**Written request:**
Each entry below is to be extracted exactly.

[begin Data for this task]

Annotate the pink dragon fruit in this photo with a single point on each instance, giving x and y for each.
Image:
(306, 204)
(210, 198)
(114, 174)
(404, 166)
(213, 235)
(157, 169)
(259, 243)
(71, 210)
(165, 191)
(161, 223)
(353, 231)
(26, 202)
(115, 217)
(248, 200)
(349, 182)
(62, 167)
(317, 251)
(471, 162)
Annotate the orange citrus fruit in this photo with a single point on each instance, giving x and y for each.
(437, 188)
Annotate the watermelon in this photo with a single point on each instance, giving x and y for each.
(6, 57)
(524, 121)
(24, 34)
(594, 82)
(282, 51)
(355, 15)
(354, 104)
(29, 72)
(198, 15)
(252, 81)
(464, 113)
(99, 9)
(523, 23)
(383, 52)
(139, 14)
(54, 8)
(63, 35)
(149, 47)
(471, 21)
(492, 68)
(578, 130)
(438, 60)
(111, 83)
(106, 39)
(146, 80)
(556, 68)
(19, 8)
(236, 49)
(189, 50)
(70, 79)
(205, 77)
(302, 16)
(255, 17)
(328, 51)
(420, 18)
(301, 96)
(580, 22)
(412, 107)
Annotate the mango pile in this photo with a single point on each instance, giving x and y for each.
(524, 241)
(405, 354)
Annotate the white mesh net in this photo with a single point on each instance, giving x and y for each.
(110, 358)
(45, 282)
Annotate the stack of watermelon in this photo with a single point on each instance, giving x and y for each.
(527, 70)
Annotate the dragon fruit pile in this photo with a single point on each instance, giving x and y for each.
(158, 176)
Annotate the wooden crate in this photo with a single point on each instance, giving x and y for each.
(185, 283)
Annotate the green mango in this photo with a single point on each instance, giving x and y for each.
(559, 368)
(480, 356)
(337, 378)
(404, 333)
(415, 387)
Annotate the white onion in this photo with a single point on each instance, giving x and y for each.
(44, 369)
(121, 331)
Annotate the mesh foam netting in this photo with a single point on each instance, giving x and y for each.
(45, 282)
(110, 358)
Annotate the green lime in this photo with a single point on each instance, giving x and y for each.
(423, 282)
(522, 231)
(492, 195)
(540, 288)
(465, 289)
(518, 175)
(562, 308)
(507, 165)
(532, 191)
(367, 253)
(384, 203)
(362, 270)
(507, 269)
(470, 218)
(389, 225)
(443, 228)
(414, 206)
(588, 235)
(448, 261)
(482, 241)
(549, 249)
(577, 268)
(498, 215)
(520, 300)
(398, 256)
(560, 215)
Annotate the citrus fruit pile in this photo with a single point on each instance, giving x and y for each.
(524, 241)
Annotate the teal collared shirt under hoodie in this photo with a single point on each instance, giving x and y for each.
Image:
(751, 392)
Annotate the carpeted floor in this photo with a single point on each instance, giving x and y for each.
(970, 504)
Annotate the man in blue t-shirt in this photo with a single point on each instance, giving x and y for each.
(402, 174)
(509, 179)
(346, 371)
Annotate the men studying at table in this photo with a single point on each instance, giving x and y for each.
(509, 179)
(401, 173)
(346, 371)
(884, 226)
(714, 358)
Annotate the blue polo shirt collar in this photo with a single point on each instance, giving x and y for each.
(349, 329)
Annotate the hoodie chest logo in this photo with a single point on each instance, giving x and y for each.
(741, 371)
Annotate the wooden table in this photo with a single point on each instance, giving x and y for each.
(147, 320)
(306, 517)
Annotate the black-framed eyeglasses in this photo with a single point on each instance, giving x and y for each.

[end Data for this task]

**Result:**
Annotate the pink dragon fruit in this photo with a single point on each instance, giving x and y for each.
Image:
(306, 204)
(210, 198)
(114, 174)
(404, 166)
(213, 235)
(157, 169)
(259, 243)
(71, 210)
(165, 191)
(161, 223)
(353, 231)
(26, 202)
(115, 217)
(248, 200)
(349, 182)
(62, 167)
(317, 251)
(471, 162)
Annotate the orange citrus fruit in this photo with a single point on each instance, giving x and y for each.
(437, 188)
Annotate the watermelon in this photo with a single point on each instance, giving x and y for each.
(6, 57)
(524, 121)
(24, 34)
(594, 82)
(282, 51)
(355, 15)
(354, 104)
(29, 72)
(198, 15)
(252, 81)
(464, 113)
(99, 9)
(523, 23)
(383, 52)
(139, 14)
(54, 8)
(63, 35)
(149, 47)
(471, 21)
(492, 68)
(578, 130)
(438, 60)
(111, 83)
(106, 39)
(146, 80)
(556, 68)
(19, 8)
(236, 49)
(189, 50)
(70, 79)
(205, 77)
(302, 16)
(255, 17)
(328, 51)
(420, 18)
(301, 96)
(580, 22)
(412, 107)
Annotate the mango pile in this photo with a single point on each instance, giving x and y for each.
(524, 241)
(405, 354)
Annotate the white mesh net in this photo with a single point on each instance, giving x and y for each.
(110, 358)
(45, 282)
Annotate the stack of watermelon in this photo with a single point on each instance, giving x and y for each.
(527, 70)
Annotate the dragon fruit pile in this photo with a single point on each instance, giving x and y for each.
(158, 176)
Annotate the wooden crate in this photo with a single point on each instance, giving x and y for each.
(185, 283)
Annotate the green mango in this photo with a single point on each instance, giving x and y for each.
(559, 368)
(480, 356)
(337, 378)
(404, 333)
(415, 387)
Annotate the white onion in this photo with a single point on each instance, giving x and y for each.
(44, 369)
(121, 331)
Annotate the mesh foam netting in this photo with a single point on each instance, giving x and y for each.
(45, 282)
(110, 358)
Annotate the green lime in this photo with a single point on each instance, giving x and y for each.
(423, 282)
(522, 231)
(492, 195)
(540, 288)
(465, 289)
(518, 175)
(562, 308)
(507, 165)
(532, 191)
(367, 253)
(384, 203)
(362, 270)
(507, 269)
(470, 218)
(389, 225)
(443, 228)
(414, 206)
(588, 235)
(448, 261)
(482, 241)
(549, 249)
(577, 268)
(498, 215)
(520, 300)
(398, 256)
(560, 215)
Annotate the citrus fruit pile in this photo with a single point on each instance, giving x and y for each.
(524, 241)
Annotate the teal collared shirt under hoodie in this photo with a single point on each instance, giving x and y for each.
Image:
(751, 392)
Annotate the carpeted floor in this photo with a single point on each instance, giving x and y for each.
(970, 504)
Annotate the man in blue t-shirt in this photo with a single point on each instance, giving x and y for each.
(402, 174)
(509, 179)
(346, 371)
Annotate the men studying at table in this photo with a single point on each instance, giving x and y for each.
(509, 179)
(401, 173)
(346, 371)
(884, 226)
(714, 358)
Annotate the blue polo shirt collar in this photo with a single point on each instance, giving x and y for each.
(349, 329)
Annotate the hoodie chest logo in this photo with a single point on each instance, giving x and y for each.
(741, 371)
Annotate the wooden table in this photo with a single point on each instance, giving x and y for each.
(147, 320)
(306, 517)
Annotate the black-framed eyeglasses in this photo with a single point on each instance, giving x and y for each.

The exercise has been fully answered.